Coordinate annotation entries
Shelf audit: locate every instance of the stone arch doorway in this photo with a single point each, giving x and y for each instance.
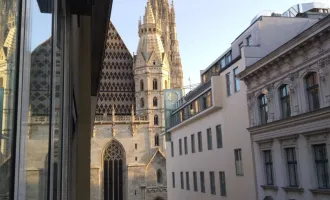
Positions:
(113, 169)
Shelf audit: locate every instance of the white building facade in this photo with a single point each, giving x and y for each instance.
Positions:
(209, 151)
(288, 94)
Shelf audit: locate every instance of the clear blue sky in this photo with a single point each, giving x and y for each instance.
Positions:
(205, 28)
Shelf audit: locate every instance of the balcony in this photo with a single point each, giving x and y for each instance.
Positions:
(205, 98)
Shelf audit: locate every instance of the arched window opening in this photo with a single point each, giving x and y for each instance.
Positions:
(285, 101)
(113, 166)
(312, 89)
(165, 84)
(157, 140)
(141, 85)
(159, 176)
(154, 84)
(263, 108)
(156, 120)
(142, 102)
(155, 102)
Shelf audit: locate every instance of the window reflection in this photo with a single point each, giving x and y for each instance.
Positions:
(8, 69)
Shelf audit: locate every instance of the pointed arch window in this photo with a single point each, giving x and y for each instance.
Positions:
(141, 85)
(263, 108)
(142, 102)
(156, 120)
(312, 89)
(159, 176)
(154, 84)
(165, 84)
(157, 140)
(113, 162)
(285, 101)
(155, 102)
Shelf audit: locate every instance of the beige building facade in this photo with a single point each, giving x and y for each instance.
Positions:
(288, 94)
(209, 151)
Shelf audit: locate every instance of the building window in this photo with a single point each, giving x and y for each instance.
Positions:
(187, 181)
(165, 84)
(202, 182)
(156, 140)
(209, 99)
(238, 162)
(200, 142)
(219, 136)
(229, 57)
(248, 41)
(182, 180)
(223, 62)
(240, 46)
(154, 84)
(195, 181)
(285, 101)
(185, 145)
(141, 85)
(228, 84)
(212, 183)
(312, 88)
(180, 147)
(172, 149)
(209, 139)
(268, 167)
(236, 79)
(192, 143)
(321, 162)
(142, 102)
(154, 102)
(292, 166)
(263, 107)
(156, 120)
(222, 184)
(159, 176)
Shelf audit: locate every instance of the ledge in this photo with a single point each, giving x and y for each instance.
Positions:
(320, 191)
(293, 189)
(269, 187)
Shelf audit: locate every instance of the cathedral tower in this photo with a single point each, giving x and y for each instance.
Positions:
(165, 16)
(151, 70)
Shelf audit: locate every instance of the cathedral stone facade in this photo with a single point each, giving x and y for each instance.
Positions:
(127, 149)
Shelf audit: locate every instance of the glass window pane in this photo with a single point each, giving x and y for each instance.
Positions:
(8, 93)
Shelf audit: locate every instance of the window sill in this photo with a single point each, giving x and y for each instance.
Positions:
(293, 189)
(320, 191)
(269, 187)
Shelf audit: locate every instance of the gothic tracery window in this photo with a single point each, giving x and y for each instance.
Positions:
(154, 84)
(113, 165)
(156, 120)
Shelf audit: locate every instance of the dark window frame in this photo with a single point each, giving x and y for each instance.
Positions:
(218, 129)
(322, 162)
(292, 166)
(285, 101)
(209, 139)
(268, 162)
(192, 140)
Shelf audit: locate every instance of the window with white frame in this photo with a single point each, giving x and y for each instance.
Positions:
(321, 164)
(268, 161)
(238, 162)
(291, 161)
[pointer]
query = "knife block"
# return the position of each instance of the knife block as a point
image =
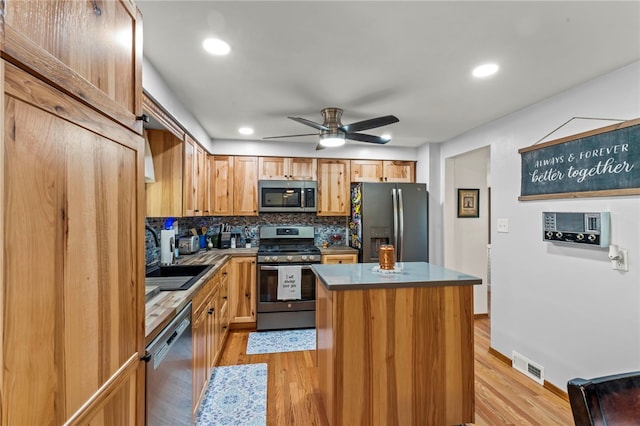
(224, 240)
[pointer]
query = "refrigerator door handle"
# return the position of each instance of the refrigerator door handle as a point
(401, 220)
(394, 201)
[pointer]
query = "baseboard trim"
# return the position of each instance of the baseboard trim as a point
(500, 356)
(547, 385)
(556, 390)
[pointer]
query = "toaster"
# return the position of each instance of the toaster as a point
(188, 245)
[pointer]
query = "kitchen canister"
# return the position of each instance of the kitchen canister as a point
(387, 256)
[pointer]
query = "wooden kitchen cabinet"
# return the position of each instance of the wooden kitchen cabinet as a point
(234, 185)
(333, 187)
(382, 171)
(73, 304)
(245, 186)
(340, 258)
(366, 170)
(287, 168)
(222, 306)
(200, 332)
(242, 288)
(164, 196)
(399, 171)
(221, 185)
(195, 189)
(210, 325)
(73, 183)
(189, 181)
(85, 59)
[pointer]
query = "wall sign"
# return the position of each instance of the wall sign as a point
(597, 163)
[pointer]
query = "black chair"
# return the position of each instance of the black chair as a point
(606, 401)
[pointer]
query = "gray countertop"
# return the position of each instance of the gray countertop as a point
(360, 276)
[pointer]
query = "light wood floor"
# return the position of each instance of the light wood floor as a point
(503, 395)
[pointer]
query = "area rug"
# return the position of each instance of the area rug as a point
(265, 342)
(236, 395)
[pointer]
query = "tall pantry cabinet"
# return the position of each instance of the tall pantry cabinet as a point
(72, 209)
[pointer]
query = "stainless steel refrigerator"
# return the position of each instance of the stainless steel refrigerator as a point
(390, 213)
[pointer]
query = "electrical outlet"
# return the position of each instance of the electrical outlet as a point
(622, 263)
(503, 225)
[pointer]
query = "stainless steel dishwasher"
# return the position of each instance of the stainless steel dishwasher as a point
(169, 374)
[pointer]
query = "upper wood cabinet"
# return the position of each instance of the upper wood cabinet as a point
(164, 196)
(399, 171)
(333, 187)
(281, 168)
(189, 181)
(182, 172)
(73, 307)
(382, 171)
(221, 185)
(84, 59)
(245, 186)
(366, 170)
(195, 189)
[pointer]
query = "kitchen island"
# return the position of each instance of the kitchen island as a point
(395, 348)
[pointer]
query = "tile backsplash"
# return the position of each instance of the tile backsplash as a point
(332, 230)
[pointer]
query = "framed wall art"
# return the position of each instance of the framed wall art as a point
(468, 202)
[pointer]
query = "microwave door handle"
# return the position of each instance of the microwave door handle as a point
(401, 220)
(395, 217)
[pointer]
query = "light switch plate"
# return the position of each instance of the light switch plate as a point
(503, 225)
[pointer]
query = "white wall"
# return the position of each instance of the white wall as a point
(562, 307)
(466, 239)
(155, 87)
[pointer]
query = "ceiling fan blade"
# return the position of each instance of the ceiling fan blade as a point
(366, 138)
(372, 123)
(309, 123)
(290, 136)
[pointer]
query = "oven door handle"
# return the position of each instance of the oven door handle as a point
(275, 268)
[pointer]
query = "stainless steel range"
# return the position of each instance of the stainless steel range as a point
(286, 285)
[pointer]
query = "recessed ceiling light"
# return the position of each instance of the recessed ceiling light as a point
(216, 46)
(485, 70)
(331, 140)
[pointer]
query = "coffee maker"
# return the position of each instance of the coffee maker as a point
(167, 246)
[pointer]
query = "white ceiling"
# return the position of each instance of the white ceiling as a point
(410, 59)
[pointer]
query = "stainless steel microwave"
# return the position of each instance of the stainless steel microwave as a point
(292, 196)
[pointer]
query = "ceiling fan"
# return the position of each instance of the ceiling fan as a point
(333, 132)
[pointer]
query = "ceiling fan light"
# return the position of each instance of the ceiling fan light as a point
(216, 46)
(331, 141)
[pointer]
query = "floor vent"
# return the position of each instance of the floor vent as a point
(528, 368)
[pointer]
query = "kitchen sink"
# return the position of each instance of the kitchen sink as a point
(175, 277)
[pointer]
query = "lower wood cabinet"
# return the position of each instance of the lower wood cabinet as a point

=== YOUR GOAL ===
Transcribe every entry word for word, but skip the pictures.

=== PROBLEM SOLUTION ===
Shelf audit: locate every instance of the stone arch doorway in this photo with a single point each, giving x and y for each instance.
Positions:
(113, 169)
Shelf audit: locate every instance of the white building facade in this photo with a single point each, giving x and y for each instance.
Positions:
(209, 151)
(288, 94)
Shelf audit: locate every instance of the clear blue sky in this photo with a single point each, giving x and y for each instance.
Positions:
(205, 28)
Shelf audit: locate every instance of the balcony in this photo with a single point each, giving x and y for each instance.
Positions:
(205, 98)
Shelf audit: locate every instance of the arched window opening in this photo with a single point each, giving x and y for each instance.
Positions:
(285, 101)
(113, 166)
(312, 89)
(165, 84)
(157, 140)
(141, 85)
(159, 176)
(154, 84)
(263, 108)
(156, 120)
(142, 102)
(155, 102)
Shelf audit: locate every instance of the window reflection in this photo with a single point each, giving x and y for each instance.
Positions:
(8, 69)
Shelf audit: locate every instance of the pointed arch window in this photo with a single point each, giving x and y for each instance.
Positions:
(141, 85)
(263, 108)
(142, 102)
(156, 120)
(312, 89)
(159, 176)
(154, 84)
(165, 84)
(157, 140)
(113, 162)
(285, 101)
(155, 102)
Shelf audit: locate every instance of the beige building facade in this photo with a single point each, giving x and y for each instance.
Positions:
(288, 94)
(209, 151)
Shelf audit: locate every instance of the building window in this photo with a single point each, giving x and y for each instance.
Positions:
(187, 181)
(165, 84)
(202, 182)
(156, 140)
(209, 99)
(238, 162)
(200, 142)
(219, 136)
(229, 57)
(248, 41)
(182, 180)
(223, 62)
(240, 46)
(154, 84)
(195, 181)
(285, 101)
(185, 145)
(141, 85)
(228, 84)
(212, 183)
(312, 88)
(180, 147)
(172, 149)
(209, 139)
(268, 167)
(236, 79)
(192, 143)
(321, 162)
(142, 102)
(154, 102)
(292, 166)
(263, 107)
(156, 120)
(222, 184)
(159, 176)
Shelf audit: locate every instance of the ledge in this photo with a single point each, giving x and y for each instance.
Positions:
(320, 191)
(293, 189)
(269, 187)
Shelf audit: locate every instance of the cathedral tower in this photo with a single point each, giving x and y for each instance.
Positions:
(165, 16)
(151, 70)
Shelf audit: locate every instance of the cathedral stone facade in this photo with a single point each, giving x and y for each instance.
Positions:
(127, 149)
Shelf audit: locate every instance of the glass window pane in this photo with a single point each, giving x and y for each instance.
Positions:
(8, 93)
Shelf audit: locate every instance of the window sill in this photo with a single point each, giving x and y for each instance.
Positions:
(293, 189)
(320, 191)
(269, 187)
Shelf audit: locate every instance of the gothic tracery window in this photo with a single point each, giving x and y for each instance.
Positions:
(154, 84)
(113, 165)
(156, 120)
Shelf audit: locate every instance of the dark window frame in this photo with a single point each, giving x and y for each instance.
Positions:
(218, 129)
(322, 162)
(292, 166)
(285, 101)
(209, 139)
(268, 162)
(192, 140)
Shelf audit: locate every instance of the window with white frame in this photo with a single point each, giving x and y for each instance.
Positions:
(321, 164)
(268, 161)
(238, 162)
(291, 161)
[pointer]
query = "knife block"
# return the position of each instance of the knife block as a point
image =
(224, 240)
[pointer]
query = "refrigerator door handle"
# return the position of each instance of the refrigerator door handle as a point
(401, 220)
(394, 201)
[pointer]
query = "baseboard trim"
# return the position of each instance of the baseboard trim as a point
(500, 356)
(547, 385)
(556, 390)
[pointer]
query = "toaster"
# return the position of each instance of the toaster as a point
(188, 245)
[pointer]
query = "kitchen canister"
# return the position of each instance of the kitchen canister as a point
(387, 256)
[pointer]
query = "wooden kitchen cabinet"
# return the position of each instance of the wooden kitchen cabinet as a point
(234, 185)
(333, 187)
(382, 171)
(73, 304)
(245, 186)
(340, 258)
(366, 170)
(287, 168)
(222, 306)
(200, 332)
(242, 288)
(164, 196)
(399, 171)
(221, 185)
(195, 189)
(210, 325)
(73, 183)
(189, 181)
(85, 59)
[pointer]
query = "wall sign"
# return the position of each instance of the wall sign as a point
(597, 163)
[pointer]
query = "black chair"
# return the position of each instance of the black chair as a point
(606, 401)
[pointer]
query = "gray countertop"
# return the position of each instance of the gray countertop as a point
(360, 276)
[pointer]
query = "light wood floor"
# return the position of each instance of the light wood floor as a point
(503, 395)
[pointer]
query = "area rug"
# return the position of each instance of the area rug as a point
(265, 342)
(236, 395)
[pointer]
query = "tall pantry cabinet"
# return the position of each instance of the tall pantry cabinet as a point
(72, 209)
[pointer]
query = "stainless steel refrigerator"
# return the position of each instance of the stainless steel refrigerator as a point
(390, 213)
[pointer]
query = "electrical outlet"
# return the position of each instance of the electrical outlet as a point
(622, 263)
(503, 225)
[pointer]
query = "stainless steel dishwasher"
# return the position of each instance of the stainless steel dishwasher as a point
(169, 374)
[pointer]
query = "upper wood cabinet"
# return the position of each instance of the upper wood cabinet as a point
(164, 196)
(399, 171)
(333, 187)
(281, 168)
(189, 181)
(182, 172)
(73, 307)
(382, 171)
(221, 185)
(84, 59)
(245, 186)
(366, 170)
(195, 189)
[pointer]
query = "kitchen island"
# return the position of each instance of the kitchen island as a point
(395, 348)
[pointer]
query = "tile backsplash"
# return the position of each instance of the tile backsplash as a point
(332, 230)
[pointer]
query = "framed wall art"
# return the position of each instance of the framed wall art as a point
(468, 202)
[pointer]
query = "microwave door handle"
# return the position of each instance of the microwave door handle as a point
(401, 220)
(395, 217)
[pointer]
query = "light switch plate"
# return the position of each instance of the light switch plate as a point
(503, 225)
[pointer]
query = "white wall"
# return the position of each instance of the white wall as a point
(562, 307)
(466, 239)
(155, 87)
[pointer]
query = "ceiling fan blade"
# return the position of each instance of the ceiling fan blade as a point
(366, 138)
(372, 123)
(309, 123)
(290, 136)
[pointer]
query = "oven door handle"
# return the position of each instance of the oven door handle as a point
(275, 268)
[pointer]
query = "stainless steel range"
# return the position of each instance of the stainless steel range as a point
(286, 285)
[pointer]
query = "recessed ceiling light"
# return the position of each instance of the recessed ceiling light as a point
(216, 46)
(485, 70)
(331, 140)
[pointer]
query = "coffee maker"
# return the position of each instance of the coffee maker as a point
(167, 246)
[pointer]
query = "white ceiling"
# return the position of each instance of the white ceiling as a point
(410, 59)
[pointer]
query = "stainless steel microwave"
# return the position of each instance of the stainless steel microwave as a point
(292, 196)
[pointer]
query = "ceiling fan"
# return the position of each instance of the ceiling fan as a point
(333, 132)
[pointer]
query = "ceiling fan light"
# return the position of each instance of the ceiling fan light as a point
(216, 46)
(331, 141)
[pointer]
query = "floor vent"
# return the position of each instance of the floor vent as a point
(528, 368)
[pointer]
query = "kitchen sink"
# return the position of each instance of the kitchen sink as a point
(175, 277)
[pointer]
query = "lower wood cabinet"
# return the position of each instance of the lower wood cabinet as a point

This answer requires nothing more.